### ЗАДАНИЯ
1. Где и в каком году, согласно статье о кокошнике, Владимир Путин назвал кокошник символом самозащиты общества?
2. Укажите, соответствуют ли статье о кокошнике следующие утверждения, и подтвердите каждый ответ точной цитатой из нее:
(a) Глава государства упоминает кокошник впервые за год.
(b) Головной убор в России и в Европе выполнял также символическую роль.
(c) Путин выразил сожаление, что девушки носят кокошники.
3. Напишите продолжение статьи о кокошнике, начиная сразу после ее последнего предложения.

### ИСХОДНЫЙ ДОКУМЕНТ
Кокошник как броня

Кокошник – символ самозащиты общества от внешнего влияния. Об этом сообщил Владимир Путин на заседании клуба «Валдай» в 2025 году. Он порадовался, что девушки всё чаще носят кокошники и национальные наряды. По мнению Путина, это свидетельствует о провале попыток Запада подорвать российское общество

Фото: Иван Водопьянов / Коммерсантъ

Фото: Иван Водопьянов / Коммерсантъ

Второй раз за год глава государства упоминает этот предмет гардероба, будто речь идёт не о нарядной дуге из ткани, жемчуга и стекляруса, а о последнем слове оборонной промышленности. Невольно представляешь себе новость: «Разработан гиперзвуковой кокошник». Но если отойти от иронии, мысль президента не так уж нова. На протяжении веков головной убор в России и в Европе играл роль не только декоративную или практическую (чтобы не мёрзнуть), но и символическую – как шлем спасения… Ой, простите! Шлем идентичности, конечно, знак принадлежности к роду, сословию, нации. Кокошник в этом смысле – не исключение.

### ФРАГМЕНТ ДАННЫХ
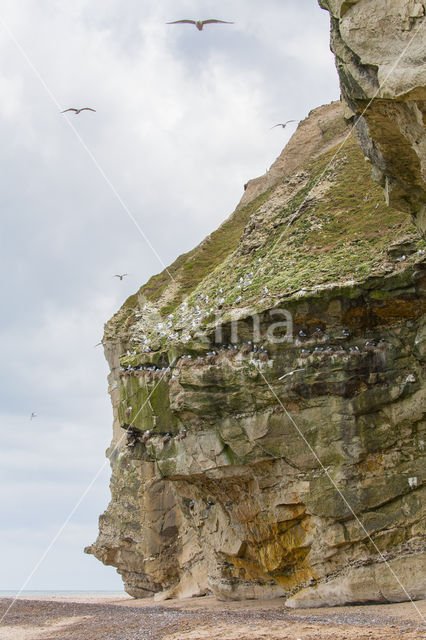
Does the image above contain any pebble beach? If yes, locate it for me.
[0,595,426,640]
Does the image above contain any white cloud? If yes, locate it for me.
[0,0,339,588]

### ОТВЕТЫ
1. На заседании клуба «Валдай» в 2025 году.

2.
(a) Нет: «Второй раз за год глава государства упоминает этот предмет гардероба».
(b) Да: «играл роль не только декоративную или практическую (чтобы не мёрзнуть), но и символическую».
(c) Нет: «Он порадовался, что девушки всё чаще носят кокошники и национальные наряды».

3.
Голова кругом

Недавно мы с друзьями ходили на выставку русского костюма в Коломенское. Ну как с друзьями, в основном с подругами, но затесался среди нас один юноша под сорок и разглядывал костюмы – преимущественно женские – с большим удовольствием. Особенно его заинтересовали головные уборы – кокошник, повойник, коруна, кичка… Опять-таки – кичка рогатая, копытообразная, лопатообразная… Неудивительно, что голова идёт кругом от обилия вариантов – женский головной убор всегда был сложной конструкцией. Например, популярный на Руси «модный журнал» «Домострой» рекомендовал молодой жене носить кичку, под ней повойник с подзатыльником и волосник. Что бы это ни значило.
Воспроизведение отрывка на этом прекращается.